--- BEGIN ---

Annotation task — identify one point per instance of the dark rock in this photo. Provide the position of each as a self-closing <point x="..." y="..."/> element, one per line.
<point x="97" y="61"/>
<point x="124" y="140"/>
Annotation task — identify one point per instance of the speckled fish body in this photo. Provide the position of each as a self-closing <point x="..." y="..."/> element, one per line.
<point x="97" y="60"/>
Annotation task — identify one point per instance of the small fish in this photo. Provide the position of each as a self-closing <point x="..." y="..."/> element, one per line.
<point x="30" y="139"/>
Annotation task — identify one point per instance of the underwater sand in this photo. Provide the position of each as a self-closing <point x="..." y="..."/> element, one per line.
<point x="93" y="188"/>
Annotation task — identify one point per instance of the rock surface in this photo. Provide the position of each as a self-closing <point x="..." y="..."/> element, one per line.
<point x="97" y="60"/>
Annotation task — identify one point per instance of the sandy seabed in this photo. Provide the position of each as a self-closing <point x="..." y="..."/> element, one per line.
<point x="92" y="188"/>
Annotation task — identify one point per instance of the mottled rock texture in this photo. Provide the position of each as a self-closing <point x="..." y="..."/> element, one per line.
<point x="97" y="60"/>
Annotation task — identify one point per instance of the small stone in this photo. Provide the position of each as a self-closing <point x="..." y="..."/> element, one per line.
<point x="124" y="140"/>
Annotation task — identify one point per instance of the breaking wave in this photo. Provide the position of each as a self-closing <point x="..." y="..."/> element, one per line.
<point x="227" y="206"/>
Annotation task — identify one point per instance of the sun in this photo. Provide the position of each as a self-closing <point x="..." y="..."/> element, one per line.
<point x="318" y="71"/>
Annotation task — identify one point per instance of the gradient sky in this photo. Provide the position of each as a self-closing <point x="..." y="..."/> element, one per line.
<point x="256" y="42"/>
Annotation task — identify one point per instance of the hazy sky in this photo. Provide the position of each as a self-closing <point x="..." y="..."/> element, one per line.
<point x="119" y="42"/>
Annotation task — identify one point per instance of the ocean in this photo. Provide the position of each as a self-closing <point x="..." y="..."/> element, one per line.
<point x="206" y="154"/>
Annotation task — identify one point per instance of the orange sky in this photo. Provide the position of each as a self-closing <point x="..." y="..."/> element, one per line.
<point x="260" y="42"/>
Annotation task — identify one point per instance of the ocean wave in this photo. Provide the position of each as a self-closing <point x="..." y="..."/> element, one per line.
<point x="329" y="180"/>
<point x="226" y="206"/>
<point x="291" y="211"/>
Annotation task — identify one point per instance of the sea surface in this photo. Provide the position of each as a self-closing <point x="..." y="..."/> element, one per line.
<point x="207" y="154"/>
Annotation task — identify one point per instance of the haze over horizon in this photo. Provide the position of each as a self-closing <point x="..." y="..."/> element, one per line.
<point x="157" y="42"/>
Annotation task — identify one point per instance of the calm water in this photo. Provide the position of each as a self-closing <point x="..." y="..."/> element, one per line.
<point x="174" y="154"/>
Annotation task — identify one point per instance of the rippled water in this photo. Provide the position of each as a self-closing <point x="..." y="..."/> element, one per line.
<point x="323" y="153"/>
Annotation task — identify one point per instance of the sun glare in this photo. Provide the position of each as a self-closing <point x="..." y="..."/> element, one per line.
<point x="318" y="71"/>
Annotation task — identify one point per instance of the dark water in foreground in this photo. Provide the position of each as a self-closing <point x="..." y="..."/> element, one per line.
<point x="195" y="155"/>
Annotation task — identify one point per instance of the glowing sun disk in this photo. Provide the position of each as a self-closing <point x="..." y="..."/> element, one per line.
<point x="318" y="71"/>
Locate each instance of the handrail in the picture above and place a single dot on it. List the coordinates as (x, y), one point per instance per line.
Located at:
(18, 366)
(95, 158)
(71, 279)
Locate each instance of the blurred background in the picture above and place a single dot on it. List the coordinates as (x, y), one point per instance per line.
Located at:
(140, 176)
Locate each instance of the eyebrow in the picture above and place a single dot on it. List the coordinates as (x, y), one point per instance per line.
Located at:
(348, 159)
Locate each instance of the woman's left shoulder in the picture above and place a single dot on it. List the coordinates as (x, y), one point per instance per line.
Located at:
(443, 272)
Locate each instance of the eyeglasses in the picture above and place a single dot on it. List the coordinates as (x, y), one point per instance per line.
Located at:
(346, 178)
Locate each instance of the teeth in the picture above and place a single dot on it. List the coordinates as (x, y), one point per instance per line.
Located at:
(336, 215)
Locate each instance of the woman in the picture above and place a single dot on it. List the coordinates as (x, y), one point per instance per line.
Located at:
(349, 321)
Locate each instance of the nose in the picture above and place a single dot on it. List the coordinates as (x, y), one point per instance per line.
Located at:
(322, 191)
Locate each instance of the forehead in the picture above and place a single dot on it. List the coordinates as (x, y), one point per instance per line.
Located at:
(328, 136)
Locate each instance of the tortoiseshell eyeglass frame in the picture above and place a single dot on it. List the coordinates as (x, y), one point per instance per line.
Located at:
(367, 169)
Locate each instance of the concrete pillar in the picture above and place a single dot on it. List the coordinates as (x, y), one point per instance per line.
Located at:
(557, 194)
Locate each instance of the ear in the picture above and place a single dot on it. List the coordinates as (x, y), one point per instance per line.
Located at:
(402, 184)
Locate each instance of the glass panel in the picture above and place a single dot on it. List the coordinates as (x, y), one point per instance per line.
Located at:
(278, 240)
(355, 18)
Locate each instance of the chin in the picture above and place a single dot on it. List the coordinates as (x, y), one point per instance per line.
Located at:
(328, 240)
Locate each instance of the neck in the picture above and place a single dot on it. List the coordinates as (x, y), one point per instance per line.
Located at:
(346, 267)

--- END ---

Transcribe the material above in its entirety. Match it exactly.

Annotation task — identify one point per instance of the dark rock in this photo. Provide the position of each as a self-closing <point x="..." y="..."/> element, one per line.
<point x="97" y="61"/>
<point x="124" y="140"/>
Annotation task — identify one point per instance of the speckled fish body in this photo. Provide the position of each as a self-closing <point x="..." y="..."/> element, one per line.
<point x="97" y="60"/>
Annotation task — identify one point per instance of the small fish in this photo. Provide the position of each as a self-closing <point x="..." y="..."/> element, one per line.
<point x="30" y="139"/>
Annotation task — identify one point per instance of the underwater sand in this photo. Provide the position of each as a self-closing <point x="..." y="..."/> element, one per line.
<point x="93" y="188"/>
Annotation task — identify one point per instance of the rock surface in this photo. Provide the position of each as a self-closing <point x="..." y="..."/> element, one per line.
<point x="97" y="60"/>
Annotation task — identify one point per instance of the sandy seabed in this photo. Provide the position of each as a self-closing <point x="..." y="..."/> element, one per line.
<point x="92" y="188"/>
Annotation task — identify one point per instance of the mottled rock texture in this photo. Provide the position of each as a self-closing <point x="..." y="..."/> element, one per line.
<point x="97" y="60"/>
Annotation task — identify one point per instance of the small stone in this photo. Provide the position of each as a self-closing <point x="..." y="..."/> element, one per line.
<point x="124" y="140"/>
Annotation task — identify one point per instance of the breaking wave in this photo. Provide the position of each as a self-closing <point x="..." y="..."/> element, one per line.
<point x="227" y="206"/>
Annotation task — identify one point per instance of the sun in this photo. Provide the position of each as a self-closing <point x="..." y="..."/> element, one per line.
<point x="318" y="71"/>
Annotation task — identify one point per instance of the gradient sky in this photo. Provide the position of each as a self-closing <point x="..." y="..."/> element, one per line.
<point x="256" y="42"/>
Annotation task — identify one point per instance of the hazy sky in this photo. Provide the position of each as a self-closing <point x="..." y="..."/> element, one per line.
<point x="119" y="42"/>
Annotation task — identify one point per instance of the ocean in this photo. Provide the position of each as a self-closing <point x="..." y="..."/> element, one per line.
<point x="206" y="154"/>
Annotation task — identify one point per instance of the orange sky in this photo. Provide the position of each as a self-closing <point x="..." y="..."/> element, one per line.
<point x="260" y="42"/>
Annotation task — identify one point per instance of the ocean wave in this photo. Provide the position of each as a self-closing <point x="..." y="..."/> element, one per line.
<point x="329" y="180"/>
<point x="226" y="206"/>
<point x="291" y="211"/>
Annotation task — identify one point per instance of the sea surface in this photo. Provide the position of each as a self-closing <point x="..." y="..."/> element, one per line.
<point x="207" y="154"/>
Annotation task — identify one point per instance of the haze over horizon in this photo. Provide the position of each as a self-closing <point x="..." y="..."/> element, one per line.
<point x="157" y="42"/>
Annotation task — identify one point per instance of the calm water in this photo. Provide the position of each as a self-closing <point x="..." y="..."/> element, one per line.
<point x="174" y="154"/>
Annotation task — identify one point per instance of the rippled water in this photo. Provide the position of each as a self-closing <point x="..." y="..."/> element, one per line.
<point x="323" y="153"/>
Annotation task — identify one point per instance of the sun glare in this photo. Provide the position of each as a self-closing <point x="..." y="..."/> element, one per line.
<point x="318" y="71"/>
Annotation task — identify one point per instance of the dark water in foreground in this photo. Provide the position of each as a self-closing <point x="..." y="..."/> element, one per line.
<point x="195" y="155"/>
Annotation task — identify one point per instance of the glowing sun disk in this photo. Provide the position of each as a self-closing <point x="..." y="..."/> element, one per line.
<point x="318" y="71"/>
Locate each instance of the handrail in the picture above and place a single dot on it. List the coordinates as (x, y), one point per instance per line.
Located at:
(18, 366)
(95, 158)
(71, 279)
Locate each instance of the blurred background in the picture above and place a single dot on it. List the coordinates as (x, y), one point per instance per line.
Located at:
(140, 176)
Locate each instance of the eyebrow in the picture above and place a single dot on it. List the coordinates as (x, y), one point per instance per line.
Located at:
(348, 159)
Locate each instance of the woman's left shoulder in the picture above and place a single dot on it. List the coordinates as (x, y), one point per instance per line.
Located at:
(443, 272)
Locate each instance of the eyeglasses in the picture above and place a single dot on it. List the coordinates as (x, y), one point per instance per line.
Located at:
(346, 178)
Locate each instance of the teeth in the picture above and place a single dot on it. List the coordinates as (x, y), one point per instance per line.
Located at:
(336, 215)
Locate each instance of the woman in the picture above and place a single dot on it. List the coordinates as (x, y), one point per instance per line.
Located at:
(349, 321)
Locate each instance of the nose in the picture above and place a single dot on it. List the coordinates as (x, y), one point per instance per line.
Located at:
(322, 191)
Locate each instance of the forehead in the picture above and place a single dot on it. List the coordinates as (x, y), one point per instance per line.
Located at:
(328, 136)
Locate each instance of the tortoiseshell eyeglass frame in the picture above and place a single dot on it. List the coordinates as (x, y), one point per instance per line.
Located at:
(367, 169)
Locate each instance of the concrete pillar in the picture above and place a single dot on it. List the coordinates as (x, y), one point per instance per line.
Located at:
(557, 194)
Locate each instance of the ear in the picture above and place a single dot on it. List the coordinates as (x, y), one point per instance per line.
Located at:
(402, 184)
Locate each instance of the glass panel in the picture above and place a single dot on it. List the coordinates as (x, y), one point per instance per line.
Located at:
(278, 240)
(355, 18)
Locate each instance of the chin in the picture above and place a single dot on it. List the coordinates as (x, y), one point per instance per line.
Located at:
(328, 240)
Locate each instance of the neck in the picture above and place a single dot on it. List the coordinates as (x, y), one point per instance per line.
Located at:
(346, 267)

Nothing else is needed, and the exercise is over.